Activity - Starting at the first line of the data below, repeat each line word for word up to and including the line with "dog's muzzle | locate".
[Study material Boundary: Start]
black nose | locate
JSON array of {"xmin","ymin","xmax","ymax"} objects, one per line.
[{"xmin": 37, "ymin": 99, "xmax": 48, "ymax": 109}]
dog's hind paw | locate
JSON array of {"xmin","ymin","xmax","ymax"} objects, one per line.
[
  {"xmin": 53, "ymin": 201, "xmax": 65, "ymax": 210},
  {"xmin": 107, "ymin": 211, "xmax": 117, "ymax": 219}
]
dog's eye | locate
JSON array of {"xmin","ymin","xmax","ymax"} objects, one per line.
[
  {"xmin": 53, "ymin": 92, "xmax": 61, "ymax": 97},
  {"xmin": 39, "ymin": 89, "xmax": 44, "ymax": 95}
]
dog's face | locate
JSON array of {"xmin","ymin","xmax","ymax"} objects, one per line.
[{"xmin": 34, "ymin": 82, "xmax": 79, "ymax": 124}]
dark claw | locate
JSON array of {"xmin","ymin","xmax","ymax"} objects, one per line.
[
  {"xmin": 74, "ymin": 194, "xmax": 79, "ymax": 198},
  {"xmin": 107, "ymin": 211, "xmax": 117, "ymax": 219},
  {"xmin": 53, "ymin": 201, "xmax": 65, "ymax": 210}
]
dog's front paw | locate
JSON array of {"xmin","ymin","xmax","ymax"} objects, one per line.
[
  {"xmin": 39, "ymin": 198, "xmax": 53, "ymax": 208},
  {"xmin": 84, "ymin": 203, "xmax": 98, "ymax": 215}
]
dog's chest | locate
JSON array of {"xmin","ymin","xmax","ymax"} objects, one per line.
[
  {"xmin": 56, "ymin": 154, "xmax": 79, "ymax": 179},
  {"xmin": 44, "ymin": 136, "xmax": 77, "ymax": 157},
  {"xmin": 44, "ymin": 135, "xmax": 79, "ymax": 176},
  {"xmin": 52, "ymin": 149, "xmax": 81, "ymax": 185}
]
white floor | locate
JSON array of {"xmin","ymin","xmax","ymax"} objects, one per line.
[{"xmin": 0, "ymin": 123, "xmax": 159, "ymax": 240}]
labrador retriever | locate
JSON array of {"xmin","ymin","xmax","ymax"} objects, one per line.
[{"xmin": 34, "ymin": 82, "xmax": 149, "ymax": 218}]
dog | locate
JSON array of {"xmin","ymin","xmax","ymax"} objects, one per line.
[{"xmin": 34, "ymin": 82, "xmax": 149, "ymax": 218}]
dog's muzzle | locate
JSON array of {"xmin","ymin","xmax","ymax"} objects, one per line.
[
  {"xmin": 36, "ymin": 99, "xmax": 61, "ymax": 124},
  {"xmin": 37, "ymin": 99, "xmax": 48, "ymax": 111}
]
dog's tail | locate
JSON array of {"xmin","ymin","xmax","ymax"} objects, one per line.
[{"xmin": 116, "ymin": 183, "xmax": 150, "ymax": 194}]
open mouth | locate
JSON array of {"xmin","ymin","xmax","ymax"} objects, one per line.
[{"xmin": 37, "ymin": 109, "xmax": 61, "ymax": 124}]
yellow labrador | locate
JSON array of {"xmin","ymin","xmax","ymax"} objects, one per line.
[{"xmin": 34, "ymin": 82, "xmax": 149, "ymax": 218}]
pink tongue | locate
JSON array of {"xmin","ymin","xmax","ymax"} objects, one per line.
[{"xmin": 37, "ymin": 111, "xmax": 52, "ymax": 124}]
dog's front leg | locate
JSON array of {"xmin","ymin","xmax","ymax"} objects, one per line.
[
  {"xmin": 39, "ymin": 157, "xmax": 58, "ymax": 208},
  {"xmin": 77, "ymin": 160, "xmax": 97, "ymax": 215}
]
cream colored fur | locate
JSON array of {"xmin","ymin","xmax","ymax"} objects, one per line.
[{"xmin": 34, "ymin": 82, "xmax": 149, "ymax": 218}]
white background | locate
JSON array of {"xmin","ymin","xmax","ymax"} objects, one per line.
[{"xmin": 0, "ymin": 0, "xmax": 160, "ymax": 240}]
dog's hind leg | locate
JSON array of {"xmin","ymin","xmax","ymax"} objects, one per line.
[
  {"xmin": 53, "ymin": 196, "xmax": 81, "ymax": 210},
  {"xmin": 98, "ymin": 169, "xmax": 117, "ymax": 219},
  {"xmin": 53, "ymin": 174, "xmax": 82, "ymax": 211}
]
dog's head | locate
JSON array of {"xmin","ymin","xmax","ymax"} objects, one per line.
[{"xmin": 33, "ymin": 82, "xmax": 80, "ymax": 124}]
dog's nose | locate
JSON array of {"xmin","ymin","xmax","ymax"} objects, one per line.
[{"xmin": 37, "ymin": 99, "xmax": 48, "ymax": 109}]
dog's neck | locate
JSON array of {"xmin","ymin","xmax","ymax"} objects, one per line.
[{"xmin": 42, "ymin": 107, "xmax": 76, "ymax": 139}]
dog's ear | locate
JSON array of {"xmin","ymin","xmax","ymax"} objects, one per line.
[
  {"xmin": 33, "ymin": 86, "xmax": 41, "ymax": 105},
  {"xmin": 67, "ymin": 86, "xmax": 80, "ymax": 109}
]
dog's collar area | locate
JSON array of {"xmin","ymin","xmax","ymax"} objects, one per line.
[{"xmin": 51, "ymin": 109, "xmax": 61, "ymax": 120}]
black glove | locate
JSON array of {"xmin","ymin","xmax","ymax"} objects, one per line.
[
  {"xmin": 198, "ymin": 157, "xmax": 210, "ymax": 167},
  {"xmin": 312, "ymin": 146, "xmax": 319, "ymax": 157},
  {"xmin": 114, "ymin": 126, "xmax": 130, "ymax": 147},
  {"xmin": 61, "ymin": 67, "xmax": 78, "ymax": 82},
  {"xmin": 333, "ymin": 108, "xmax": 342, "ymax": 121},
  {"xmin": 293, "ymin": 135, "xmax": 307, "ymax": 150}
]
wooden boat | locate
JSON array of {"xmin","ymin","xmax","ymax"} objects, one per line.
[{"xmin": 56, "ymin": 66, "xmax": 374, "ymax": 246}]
[Study material Boundary: End]
Solution -
black nose | locate
JSON array of {"xmin","ymin","xmax","ymax"} objects, one per line.
[{"xmin": 37, "ymin": 99, "xmax": 48, "ymax": 109}]
dog's hind paw | locate
JSON array of {"xmin","ymin","xmax","ymax"} objects, one per line.
[
  {"xmin": 53, "ymin": 201, "xmax": 65, "ymax": 210},
  {"xmin": 107, "ymin": 211, "xmax": 117, "ymax": 219}
]
dog's eye | locate
JSON array of {"xmin","ymin","xmax","ymax"} objects, one per line.
[
  {"xmin": 53, "ymin": 92, "xmax": 61, "ymax": 97},
  {"xmin": 39, "ymin": 89, "xmax": 44, "ymax": 95}
]
dog's face | locate
JSON array of {"xmin","ymin","xmax","ymax"} objects, one per line.
[{"xmin": 34, "ymin": 82, "xmax": 79, "ymax": 124}]
dark claw | locate
JSON array of {"xmin","ymin","xmax","ymax"} objects, one per line.
[
  {"xmin": 74, "ymin": 194, "xmax": 79, "ymax": 198},
  {"xmin": 107, "ymin": 211, "xmax": 117, "ymax": 219},
  {"xmin": 53, "ymin": 201, "xmax": 65, "ymax": 210}
]
dog's front paw | locate
JSON array of {"xmin","ymin","xmax","ymax"} objects, one per line.
[
  {"xmin": 39, "ymin": 198, "xmax": 53, "ymax": 208},
  {"xmin": 84, "ymin": 203, "xmax": 98, "ymax": 215}
]
dog's chest | locate
JSON array of {"xmin","ymin","xmax","ymax"} objects, one per line.
[
  {"xmin": 56, "ymin": 154, "xmax": 79, "ymax": 179},
  {"xmin": 44, "ymin": 136, "xmax": 77, "ymax": 157},
  {"xmin": 44, "ymin": 135, "xmax": 79, "ymax": 176},
  {"xmin": 52, "ymin": 149, "xmax": 81, "ymax": 185}
]
white floor | locate
JSON array of {"xmin","ymin","xmax","ymax"} objects, one per line.
[{"xmin": 0, "ymin": 123, "xmax": 159, "ymax": 240}]
labrador retriever | locate
JSON array of {"xmin","ymin","xmax","ymax"} objects, one per line.
[{"xmin": 34, "ymin": 82, "xmax": 149, "ymax": 218}]
dog | locate
JSON array of {"xmin","ymin","xmax","ymax"} objects, one per line.
[{"xmin": 34, "ymin": 82, "xmax": 149, "ymax": 218}]
dog's muzzle | locate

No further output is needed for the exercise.